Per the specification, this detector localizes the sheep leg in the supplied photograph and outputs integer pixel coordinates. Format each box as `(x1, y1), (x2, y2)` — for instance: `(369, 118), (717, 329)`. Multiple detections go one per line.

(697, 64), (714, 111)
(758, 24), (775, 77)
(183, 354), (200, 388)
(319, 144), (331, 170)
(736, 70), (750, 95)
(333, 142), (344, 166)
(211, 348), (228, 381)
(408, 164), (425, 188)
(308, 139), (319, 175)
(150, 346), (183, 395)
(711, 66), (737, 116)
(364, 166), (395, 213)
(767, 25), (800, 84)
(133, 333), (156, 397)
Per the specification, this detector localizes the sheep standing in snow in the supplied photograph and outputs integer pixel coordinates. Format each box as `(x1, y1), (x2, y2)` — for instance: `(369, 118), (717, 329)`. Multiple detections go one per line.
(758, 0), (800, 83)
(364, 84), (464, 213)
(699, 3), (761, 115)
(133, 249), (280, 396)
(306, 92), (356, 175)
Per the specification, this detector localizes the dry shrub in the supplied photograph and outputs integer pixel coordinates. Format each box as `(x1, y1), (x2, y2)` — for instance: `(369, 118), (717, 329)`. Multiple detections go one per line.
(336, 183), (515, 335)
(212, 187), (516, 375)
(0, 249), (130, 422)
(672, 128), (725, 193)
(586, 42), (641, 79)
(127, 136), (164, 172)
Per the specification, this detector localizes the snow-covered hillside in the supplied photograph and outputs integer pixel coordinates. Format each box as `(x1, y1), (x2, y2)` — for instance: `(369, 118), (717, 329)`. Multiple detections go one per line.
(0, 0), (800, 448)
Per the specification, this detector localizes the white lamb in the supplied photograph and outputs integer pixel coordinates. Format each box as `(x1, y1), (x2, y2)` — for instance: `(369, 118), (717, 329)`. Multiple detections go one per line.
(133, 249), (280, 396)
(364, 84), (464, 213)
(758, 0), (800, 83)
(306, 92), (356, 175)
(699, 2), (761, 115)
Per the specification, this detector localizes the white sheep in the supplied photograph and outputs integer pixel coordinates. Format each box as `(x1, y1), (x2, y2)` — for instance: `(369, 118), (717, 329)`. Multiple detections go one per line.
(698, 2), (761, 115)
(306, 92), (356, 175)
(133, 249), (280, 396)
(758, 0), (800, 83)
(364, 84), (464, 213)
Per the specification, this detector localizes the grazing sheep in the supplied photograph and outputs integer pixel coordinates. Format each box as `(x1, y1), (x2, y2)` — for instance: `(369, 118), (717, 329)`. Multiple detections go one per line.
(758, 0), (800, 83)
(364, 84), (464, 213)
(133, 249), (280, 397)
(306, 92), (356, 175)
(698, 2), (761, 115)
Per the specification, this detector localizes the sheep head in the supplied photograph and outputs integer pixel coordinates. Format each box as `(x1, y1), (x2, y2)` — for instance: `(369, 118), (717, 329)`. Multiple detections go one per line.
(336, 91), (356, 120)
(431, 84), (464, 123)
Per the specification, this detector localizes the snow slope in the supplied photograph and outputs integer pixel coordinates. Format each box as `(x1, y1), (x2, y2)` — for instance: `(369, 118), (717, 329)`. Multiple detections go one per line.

▶ _EXERCISE PROMPT_
Render the items from the start through the line containing "(699, 2), (761, 115)", inclusive, as a two-column CSV with the columns instruction and boxes. Use one row per item, and put each value in a single quoted field with its line breaks replaced by spaces.

▶ _TASK OUTPUT_
instruction,boxes
"Per the specification, this detector localizes the sheep leg in the supplied photograph and outputs integer pixel coordinates. Format each box as `(x1, y1), (x2, y2)` — for instance: `(369, 118), (717, 329)`. Multiple detections go one per line.","(697, 64), (714, 111) (758, 24), (775, 77) (183, 354), (200, 388) (319, 144), (331, 170) (736, 70), (750, 95) (333, 142), (344, 166) (211, 348), (228, 381) (408, 164), (425, 188) (308, 139), (319, 175) (150, 346), (183, 395) (711, 66), (737, 116) (364, 166), (395, 213) (767, 25), (800, 84) (133, 333), (156, 397)"
"Per the specification, this detector localizes the sheep standing in snow in the supplied photograph and outputs integer pixel coordinates. Format each box as `(x1, y1), (x2, y2)` — for instance: `(369, 118), (717, 329)`. Multiple detections go one per line.","(758, 0), (800, 83) (364, 84), (464, 213) (699, 3), (761, 115) (133, 249), (280, 396) (306, 92), (356, 175)"
"Per the specification, this detector localizes the dry shrub in the supplied photograph and outputs integer pixel coordinates. Format each box as `(x1, y1), (x2, y2)` — for instance: `(369, 118), (717, 329)`. Multiple detections go one per line.","(336, 183), (515, 335) (212, 187), (516, 375) (0, 249), (130, 422) (672, 128), (725, 193) (586, 42), (641, 79) (127, 136), (164, 172)"
"Per the specification, this detector localizes the snow-covered hillside in the supplied photograph and outputs integer pixel coordinates. Format each box as `(x1, y1), (x2, y2)` — for instance: `(369, 118), (717, 329)`. Multiple detections go one per line.","(0, 0), (800, 448)"
"Per the specification, this detector localizes the white lamb in the supplied photograph and outputs integer pixel coordinates. Format each box as `(x1, y1), (x2, y2)` — for instance: `(369, 118), (717, 329)`. Multiple detections go one per line.","(133, 249), (280, 396) (364, 84), (464, 213) (758, 0), (800, 83) (306, 92), (356, 175) (699, 2), (761, 115)"